§ **AIM OF THE TASK**:
Each entry must appear in the answer exactly as written.

§ **Collection entries**:
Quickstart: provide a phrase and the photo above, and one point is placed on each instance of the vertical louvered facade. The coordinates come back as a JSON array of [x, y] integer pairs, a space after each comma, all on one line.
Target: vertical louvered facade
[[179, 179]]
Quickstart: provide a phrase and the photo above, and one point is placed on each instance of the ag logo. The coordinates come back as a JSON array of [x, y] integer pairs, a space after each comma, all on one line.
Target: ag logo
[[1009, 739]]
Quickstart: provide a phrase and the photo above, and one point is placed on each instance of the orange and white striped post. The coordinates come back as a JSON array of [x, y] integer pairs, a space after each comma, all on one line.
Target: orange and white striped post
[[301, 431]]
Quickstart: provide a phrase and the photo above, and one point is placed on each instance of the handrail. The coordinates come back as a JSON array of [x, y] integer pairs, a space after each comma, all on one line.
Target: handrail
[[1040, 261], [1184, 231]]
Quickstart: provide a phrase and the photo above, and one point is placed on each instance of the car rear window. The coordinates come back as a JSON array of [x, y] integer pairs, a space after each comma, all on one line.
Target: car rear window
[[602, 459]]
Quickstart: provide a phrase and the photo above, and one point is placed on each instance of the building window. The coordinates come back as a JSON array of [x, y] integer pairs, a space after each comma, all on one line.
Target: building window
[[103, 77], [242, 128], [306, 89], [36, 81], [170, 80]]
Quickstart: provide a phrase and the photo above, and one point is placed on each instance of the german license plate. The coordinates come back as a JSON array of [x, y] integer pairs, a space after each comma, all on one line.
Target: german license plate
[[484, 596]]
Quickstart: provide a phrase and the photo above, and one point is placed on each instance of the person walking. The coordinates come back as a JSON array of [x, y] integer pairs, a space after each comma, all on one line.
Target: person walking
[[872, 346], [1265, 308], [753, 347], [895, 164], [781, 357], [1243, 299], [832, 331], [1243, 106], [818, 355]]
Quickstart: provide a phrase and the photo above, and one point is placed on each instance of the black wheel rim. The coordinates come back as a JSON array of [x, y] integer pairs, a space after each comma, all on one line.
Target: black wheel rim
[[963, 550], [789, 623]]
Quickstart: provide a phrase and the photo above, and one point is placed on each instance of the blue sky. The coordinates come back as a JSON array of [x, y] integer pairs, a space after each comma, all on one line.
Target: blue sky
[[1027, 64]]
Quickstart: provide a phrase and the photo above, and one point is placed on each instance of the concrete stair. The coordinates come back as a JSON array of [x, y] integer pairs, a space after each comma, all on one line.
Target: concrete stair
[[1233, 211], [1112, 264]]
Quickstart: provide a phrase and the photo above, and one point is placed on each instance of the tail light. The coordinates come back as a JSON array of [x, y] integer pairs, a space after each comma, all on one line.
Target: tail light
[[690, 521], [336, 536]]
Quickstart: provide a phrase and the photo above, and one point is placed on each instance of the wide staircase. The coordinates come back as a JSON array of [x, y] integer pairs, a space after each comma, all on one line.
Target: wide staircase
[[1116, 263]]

§ **YOUR RESPONSE**:
Quickstart: provide a phrase and the photo above, and one point is placed on each instance of the vertical louvered facade. The coordinates come back as a JSON array of [x, y] integer pairs, a space after each comma, all on one line.
Target: vertical louvered facade
[[179, 179]]
Quickstart: provide a phrase and the photo above, and one point is placed on each instance of the ag logo. The coordinates come back as a JSON array of [x, y] integer pairs, a space after each comma, all on one line.
Target: ag logo
[[1009, 739]]
Quickstart: provide a phrase and the photo above, and one point is placed on each instance of the orange and white striped post. The coordinates come back as a JSON array of [x, y] integer pairs, a space after each comma, all on one line.
Target: orange and white striped post
[[301, 431]]
Quickstart: provide a phrase and the photo above, and one point is placed on each instance of the handrail. The coordinates come back as a JSON array of [x, y] integer pairs, a space after each comma, all on one line.
Target: handrail
[[1040, 261], [1184, 231]]
Quickstart: provide a phrase and the photo above, and one point is placed on each instance of the car rear window. The coordinates come back as a JSON array of [x, y] integer pairs, a space after each comma, all on one line.
Target: car rear window
[[602, 459]]
Quickstart: provide a phrase and the photo above, and one point is placed on each instance of the building window. The coordinates come back as a JSON array of [x, y] integer pairs, a space after each comma, all on one line.
Target: building window
[[103, 77], [242, 128], [306, 89], [36, 81], [170, 80]]
Quickstart: provide a phrase and the photo above, and one point is placed on each instance of the german license plate. The coordinates come back as a JSON array of [x, y] integer pairs, a space after each comma, all on one line.
Target: german license plate
[[484, 596]]
Quickstart: provide a phrase and the photo above, and one point is placed on each instance of the person walking. The coordinates come back as a JSON array of [x, y] integer pairs, a space after each comma, all on one line.
Target: person walking
[[872, 346], [1265, 308], [753, 347], [895, 164], [781, 357], [1243, 299], [832, 331], [1243, 106], [818, 355]]
Quickstart: provide a phrase and the photo above, and one point is placed on each instance of the black wheel rim. The coordinates come back as a JSON array of [x, y] integer pairs, a space after each comma, all on one line.
Target: black wheel rim
[[963, 550], [789, 623]]
Quickstart: provide a phrase and the photo above, and one point is placed on each instance of the blue sky. The coordinates come back as a JSON array of [x, y] integer pairs, a space after each comma, all on one line.
Target: blue sky
[[1027, 64]]
Quickstart: provide a phrase and the photo above, and one point is placed on each instance of the concrete stair. The coordinates come back as a JSON array of [x, y] integer pairs, a space after each comma, all on one line.
Target: concrete stair
[[1233, 211], [1112, 264]]
Quickstart: provide a phrase and the photo above, and one point is placed on each instance of the tail light. The coordinates come back as a JSON array of [x, y] integer pairs, a space after each comma, all on one line.
Target: tail light
[[690, 521], [336, 536]]
Quickstart: provide a phrase and the photo above, and one point is placed on each instance of the wide staircase. The coordinates come back as a JSON array of [x, y] integer pairs, a space after each comma, all on one line.
Target: wide staircase
[[1116, 263]]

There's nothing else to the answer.